[BEGIN Data rows]

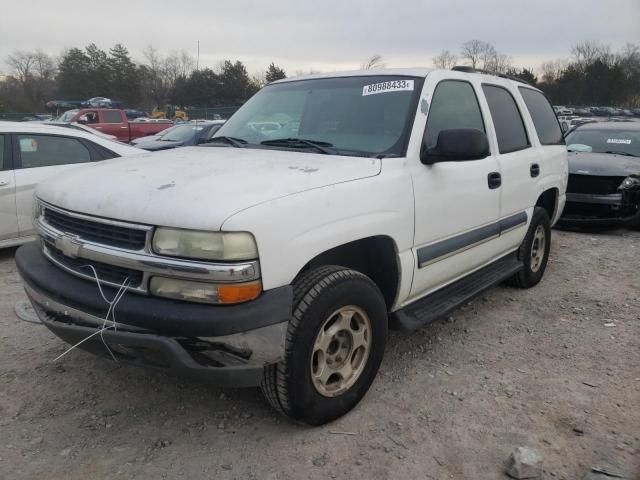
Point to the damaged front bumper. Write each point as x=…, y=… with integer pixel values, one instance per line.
x=605, y=210
x=225, y=345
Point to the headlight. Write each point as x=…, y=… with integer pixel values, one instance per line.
x=224, y=246
x=630, y=182
x=222, y=293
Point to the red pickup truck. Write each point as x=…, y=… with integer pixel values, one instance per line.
x=114, y=122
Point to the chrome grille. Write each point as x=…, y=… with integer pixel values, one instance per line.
x=103, y=233
x=109, y=274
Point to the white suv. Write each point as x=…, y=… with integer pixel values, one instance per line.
x=280, y=257
x=31, y=152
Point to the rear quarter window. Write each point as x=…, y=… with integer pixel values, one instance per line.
x=49, y=150
x=2, y=152
x=111, y=117
x=544, y=119
x=510, y=130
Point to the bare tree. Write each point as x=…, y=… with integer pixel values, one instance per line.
x=473, y=50
x=177, y=65
x=22, y=65
x=586, y=53
x=552, y=70
x=496, y=62
x=44, y=65
x=445, y=60
x=374, y=62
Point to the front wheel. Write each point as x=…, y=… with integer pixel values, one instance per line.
x=335, y=343
x=534, y=251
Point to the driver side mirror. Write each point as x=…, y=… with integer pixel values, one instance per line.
x=457, y=145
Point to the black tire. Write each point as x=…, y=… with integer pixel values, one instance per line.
x=528, y=277
x=288, y=385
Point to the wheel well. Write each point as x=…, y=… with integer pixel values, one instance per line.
x=376, y=257
x=549, y=201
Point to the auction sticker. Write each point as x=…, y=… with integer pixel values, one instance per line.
x=390, y=86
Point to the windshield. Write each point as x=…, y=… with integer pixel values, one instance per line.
x=181, y=133
x=624, y=142
x=353, y=115
x=66, y=116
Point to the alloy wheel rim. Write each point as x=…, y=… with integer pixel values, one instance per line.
x=538, y=247
x=340, y=351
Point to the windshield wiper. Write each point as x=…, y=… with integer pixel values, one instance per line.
x=626, y=154
x=236, y=142
x=299, y=142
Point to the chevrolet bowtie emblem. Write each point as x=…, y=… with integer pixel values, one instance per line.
x=69, y=245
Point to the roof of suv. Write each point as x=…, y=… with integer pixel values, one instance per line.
x=410, y=72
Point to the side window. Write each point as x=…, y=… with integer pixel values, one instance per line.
x=544, y=119
x=101, y=153
x=507, y=120
x=111, y=116
x=454, y=105
x=2, y=166
x=47, y=150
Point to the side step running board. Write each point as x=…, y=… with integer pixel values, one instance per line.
x=439, y=303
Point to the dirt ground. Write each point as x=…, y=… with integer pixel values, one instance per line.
x=556, y=368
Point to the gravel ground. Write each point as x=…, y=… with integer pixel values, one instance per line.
x=556, y=368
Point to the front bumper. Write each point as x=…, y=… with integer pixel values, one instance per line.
x=599, y=210
x=226, y=345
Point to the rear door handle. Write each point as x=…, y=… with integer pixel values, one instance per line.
x=494, y=179
x=535, y=170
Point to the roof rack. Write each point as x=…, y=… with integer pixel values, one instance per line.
x=464, y=68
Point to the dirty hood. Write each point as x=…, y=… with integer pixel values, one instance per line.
x=197, y=187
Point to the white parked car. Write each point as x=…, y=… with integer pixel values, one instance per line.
x=280, y=257
x=31, y=152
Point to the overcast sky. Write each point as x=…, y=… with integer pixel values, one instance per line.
x=323, y=34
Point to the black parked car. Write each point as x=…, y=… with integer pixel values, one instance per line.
x=604, y=175
x=186, y=134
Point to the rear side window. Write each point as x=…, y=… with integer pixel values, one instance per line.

[END Data rows]

■ Directive: Exactly and exclusively, repeat the lines from the line that contains "Point to the gravel" through the end of the records, both ends included.

■ Finished task:
Point to the gravel ground. Write each point as x=…, y=… with integer pixel values, one instance per line.
x=556, y=368
Point to the front bumper. Write each point as x=…, y=… with integer pixel values, one instance per line.
x=599, y=210
x=226, y=345
Point to the rear door handle. Write each point as x=…, y=… with integer pixel values, one instance per line.
x=494, y=179
x=535, y=170
Point to the roof rack. Write each point as x=…, y=… with integer pixel values, one instance per line.
x=464, y=68
Point to the dirty hood. Write each point as x=…, y=… with integer pixel values, one instance per line.
x=197, y=187
Point to the white parked car. Write each point as x=…, y=… with integer pixel values, one instance per line.
x=280, y=257
x=31, y=152
Point to the overcast sky. Write each point as x=…, y=… with integer pixel values, one instance per line.
x=323, y=34
Point to the black parked car. Write each point as x=…, y=… with integer pixel values, one instance per line.
x=604, y=175
x=186, y=134
Point to the rear side window. Write each point as x=…, y=… with integer pixel values, one instance per line.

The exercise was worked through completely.